▶ [PROVIDED TEXT]:
........

There is also a growing out-of-sight-out-of-mind problem. A study, by Sean Reardon, a sociologist at Stanford, shows that Americans are increasingly living in areas that are either poor or affluent. The isolation of the prosperous, he said, threatens their support for public schools, parks, mass transit and other investments that benefit broader society.
There are serious implications of poverty...beyond the four criteria listed: 
  • hunger,
  • overcrowding,
  • failure to pay the rent or mortgage on time or
  • failure to seek needed medical care.
  • and a fifth...out of reach college education
It is the growing out-of-sight-out-of-mindedness that plagues the world's nations, communities and global approaches to personal pain. We are living in a time of increasing "me-first-ism" that has power and money vested in a very small "(mentally) gated community while the ordinary people aspire to the "perks" they imagine behind those gates only through winning a lottery, landing a professional sport contract or befriending a rich benefactor.
  • When we fail to notice that we are not educating all of our children, and
  • when we fail to notice that we are not feeding all of our children
  • when we fail to notice that we are counting on government data to paint pictures of the gestalt that is overtaking our culture
  • when we permit the rhetoric of experts to substitute for what we know as "shared knowledge" (see John Ralston Saul in Equilibrium)

........

▶ [MATERIAL SUPPLIED]:
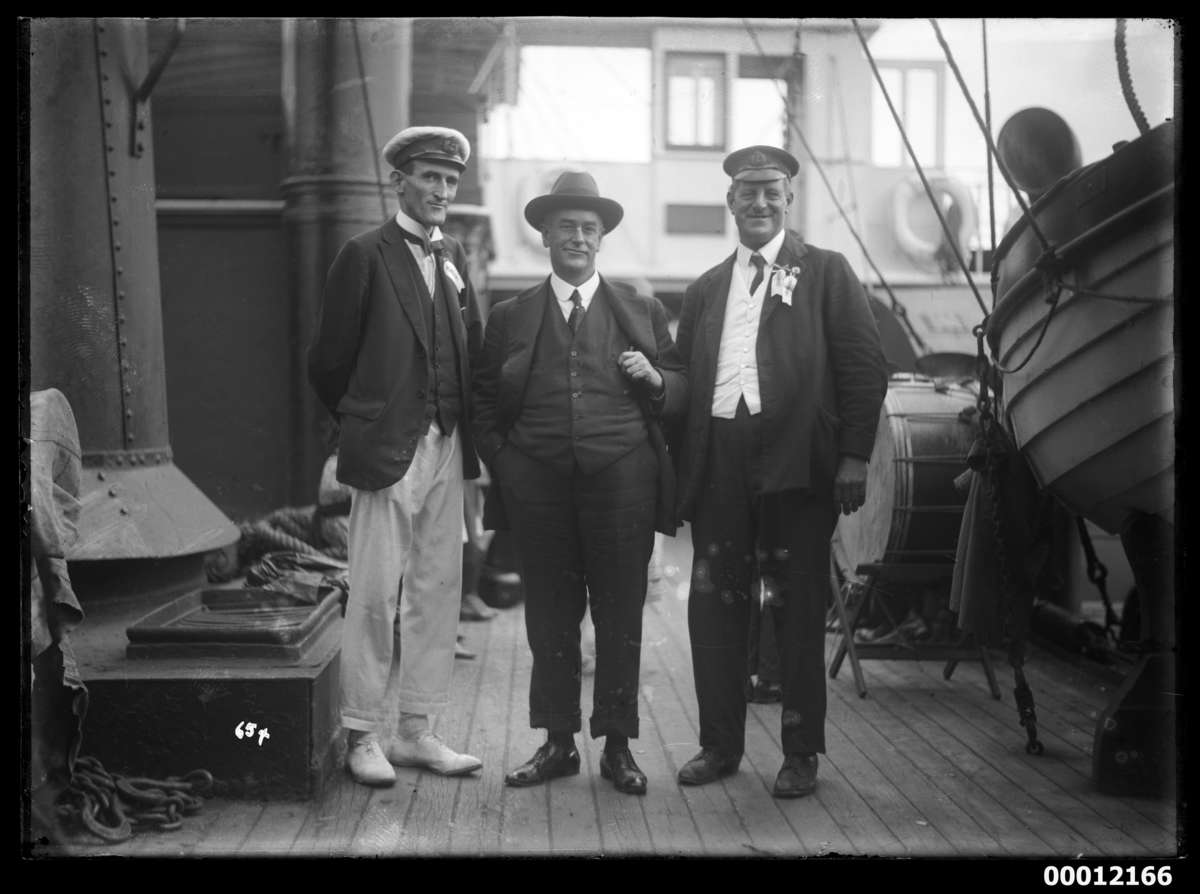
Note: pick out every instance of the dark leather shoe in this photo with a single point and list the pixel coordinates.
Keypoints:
(625, 775)
(549, 762)
(797, 777)
(767, 691)
(706, 767)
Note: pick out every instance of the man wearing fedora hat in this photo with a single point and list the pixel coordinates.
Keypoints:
(391, 360)
(786, 378)
(574, 378)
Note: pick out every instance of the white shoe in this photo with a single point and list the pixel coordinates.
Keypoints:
(429, 751)
(367, 765)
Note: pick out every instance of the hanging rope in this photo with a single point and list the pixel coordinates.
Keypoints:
(1139, 117)
(898, 309)
(1098, 574)
(952, 239)
(1000, 162)
(366, 107)
(991, 183)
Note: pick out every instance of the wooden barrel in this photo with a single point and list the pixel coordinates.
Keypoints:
(912, 511)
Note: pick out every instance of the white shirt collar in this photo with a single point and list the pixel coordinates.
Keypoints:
(769, 252)
(563, 289)
(415, 228)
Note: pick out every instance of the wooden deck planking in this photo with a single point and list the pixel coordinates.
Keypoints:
(525, 813)
(865, 833)
(957, 826)
(922, 767)
(1077, 730)
(475, 823)
(1060, 789)
(672, 828)
(721, 828)
(901, 731)
(777, 827)
(232, 829)
(955, 744)
(903, 820)
(432, 798)
(276, 829)
(1152, 822)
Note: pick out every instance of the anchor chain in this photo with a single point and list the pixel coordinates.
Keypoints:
(1098, 574)
(114, 808)
(993, 442)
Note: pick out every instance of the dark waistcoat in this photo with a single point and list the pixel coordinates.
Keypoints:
(579, 407)
(445, 389)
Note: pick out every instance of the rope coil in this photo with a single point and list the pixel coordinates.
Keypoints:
(114, 808)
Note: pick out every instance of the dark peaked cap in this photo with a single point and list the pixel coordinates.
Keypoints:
(576, 190)
(761, 163)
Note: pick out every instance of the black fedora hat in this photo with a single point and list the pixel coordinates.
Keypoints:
(575, 190)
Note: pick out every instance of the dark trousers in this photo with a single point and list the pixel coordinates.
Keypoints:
(737, 534)
(583, 538)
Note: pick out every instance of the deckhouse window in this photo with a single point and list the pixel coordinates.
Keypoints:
(695, 101)
(916, 91)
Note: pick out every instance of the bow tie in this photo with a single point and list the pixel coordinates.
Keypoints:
(426, 244)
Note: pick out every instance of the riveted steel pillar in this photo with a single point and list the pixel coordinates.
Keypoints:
(336, 184)
(95, 301)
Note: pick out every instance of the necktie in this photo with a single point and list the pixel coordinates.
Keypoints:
(425, 243)
(760, 263)
(576, 311)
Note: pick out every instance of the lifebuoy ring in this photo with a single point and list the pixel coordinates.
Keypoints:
(534, 185)
(957, 207)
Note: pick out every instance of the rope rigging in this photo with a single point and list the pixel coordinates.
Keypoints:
(1139, 117)
(951, 238)
(793, 129)
(366, 107)
(987, 112)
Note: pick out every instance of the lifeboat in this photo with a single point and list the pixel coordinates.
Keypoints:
(1089, 377)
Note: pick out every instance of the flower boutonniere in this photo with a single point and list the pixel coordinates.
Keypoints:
(451, 271)
(783, 282)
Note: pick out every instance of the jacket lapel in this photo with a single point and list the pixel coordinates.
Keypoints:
(633, 318)
(790, 255)
(406, 280)
(522, 330)
(714, 313)
(454, 310)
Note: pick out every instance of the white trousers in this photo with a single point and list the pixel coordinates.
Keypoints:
(397, 649)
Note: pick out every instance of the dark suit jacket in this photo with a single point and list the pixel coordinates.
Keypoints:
(821, 372)
(371, 363)
(513, 329)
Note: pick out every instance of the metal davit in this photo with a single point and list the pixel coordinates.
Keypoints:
(95, 303)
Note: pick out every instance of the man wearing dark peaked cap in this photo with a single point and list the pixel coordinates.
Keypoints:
(574, 378)
(391, 359)
(786, 378)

........

▶ [TO DO]: In the text on poverty, what does the isolation of the prosperous threaten, according to Sean Reardon?

▶ [SOLUTION FOR THIS EXERCISE]: It threatens their support for public schools, parks, mass transit and other investments that benefit broader society.